GIVEN DATA:

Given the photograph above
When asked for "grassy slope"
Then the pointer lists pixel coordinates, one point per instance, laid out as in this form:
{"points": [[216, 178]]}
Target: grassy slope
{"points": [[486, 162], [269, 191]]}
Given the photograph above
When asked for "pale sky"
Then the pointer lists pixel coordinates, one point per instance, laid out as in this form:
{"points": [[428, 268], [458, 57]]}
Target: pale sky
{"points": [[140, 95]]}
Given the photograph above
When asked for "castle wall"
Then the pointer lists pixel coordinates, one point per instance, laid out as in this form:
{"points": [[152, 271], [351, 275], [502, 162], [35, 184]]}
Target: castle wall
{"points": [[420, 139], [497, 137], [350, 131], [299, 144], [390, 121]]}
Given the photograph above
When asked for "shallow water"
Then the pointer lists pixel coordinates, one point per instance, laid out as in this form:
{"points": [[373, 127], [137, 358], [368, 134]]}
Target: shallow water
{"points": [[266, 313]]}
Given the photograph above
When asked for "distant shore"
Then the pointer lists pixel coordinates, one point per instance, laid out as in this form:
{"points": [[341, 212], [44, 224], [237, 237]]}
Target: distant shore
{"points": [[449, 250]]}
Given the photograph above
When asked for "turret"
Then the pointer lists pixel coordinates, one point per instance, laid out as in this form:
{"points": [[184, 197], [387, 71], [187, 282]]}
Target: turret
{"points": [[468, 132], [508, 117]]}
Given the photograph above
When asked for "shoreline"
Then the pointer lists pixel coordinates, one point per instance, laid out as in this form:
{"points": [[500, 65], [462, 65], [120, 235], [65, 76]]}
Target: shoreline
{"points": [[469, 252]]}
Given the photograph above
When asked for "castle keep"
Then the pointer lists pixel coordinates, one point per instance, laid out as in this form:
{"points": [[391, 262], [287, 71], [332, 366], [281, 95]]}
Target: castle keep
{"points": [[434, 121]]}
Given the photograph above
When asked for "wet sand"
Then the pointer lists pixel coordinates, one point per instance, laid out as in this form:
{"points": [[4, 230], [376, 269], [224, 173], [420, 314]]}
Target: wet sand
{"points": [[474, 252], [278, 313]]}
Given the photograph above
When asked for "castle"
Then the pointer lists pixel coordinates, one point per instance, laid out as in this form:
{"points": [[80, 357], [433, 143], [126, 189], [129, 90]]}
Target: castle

TASK REQUIREMENTS:
Reproduce each record shown above without altering a single word.

RESPONSE:
Given the photograph above
When asked for "grassy slope"
Then the pointer lists pixel coordinates, one point per instance, laid out as in this form:
{"points": [[216, 178]]}
Target: grassy slope
{"points": [[486, 162], [269, 191]]}
Given the photograph above
When asked for "pale sky"
Then the pointer lists pixel coordinates, one point per instance, laid out as in this form:
{"points": [[428, 268], [458, 57]]}
Target: pale sky
{"points": [[140, 95]]}
Given the photograph above
When asked for "castle wall"
Then the pointer lists pixel coordinates, one point per instance, laid out as in this form:
{"points": [[152, 271], [351, 275], [502, 162], [35, 184]]}
Target: castle wall
{"points": [[420, 139], [497, 137], [350, 131], [299, 144], [390, 121]]}
Given the photograph above
When asked for "shallow water"
Then the pointer lists pixel coordinates, one point per instance, laid out as in this form:
{"points": [[373, 127], [137, 358], [368, 134]]}
Target: shallow water
{"points": [[266, 313]]}
Given the photograph above
When asked for "distant shore"
Then the pointer lists pixel coordinates, one point per instance, laid out as in this form:
{"points": [[341, 212], [44, 224], [237, 237]]}
Target: distant shore
{"points": [[449, 250]]}
Given the photograph above
When asked for "turret"
Then the pointer lists pixel coordinates, one point per instance, laid out as in this form:
{"points": [[184, 197], [387, 71], [187, 282]]}
Target: turret
{"points": [[468, 132], [508, 117]]}
Given the photograph above
When asked for "shoreline"
Then the pointer lists pixel coordinates, one point per instance, laid out as in this form:
{"points": [[500, 65], [462, 65], [120, 235], [65, 76]]}
Target: shoreline
{"points": [[469, 252]]}
Given the photograph above
When asked for "castle keep"
Then the pointer lists pixel coordinates, one point per instance, laid out as in this form:
{"points": [[391, 262], [287, 71], [332, 366], [281, 95]]}
Target: castle keep
{"points": [[434, 121]]}
Given the photograph above
When asked for "wet sand"
Then the pointer lists pixel coordinates, one point per instance, laid out as in this form:
{"points": [[4, 230], [376, 269], [224, 173], [420, 314]]}
Target: wet sand
{"points": [[474, 252], [278, 313]]}
Given the photograph above
When asked for "castle"
Then the pointer lists pixel coordinates, one point per instance, laid out as in this form:
{"points": [[80, 357], [433, 143], [126, 189], [129, 90]]}
Target: castle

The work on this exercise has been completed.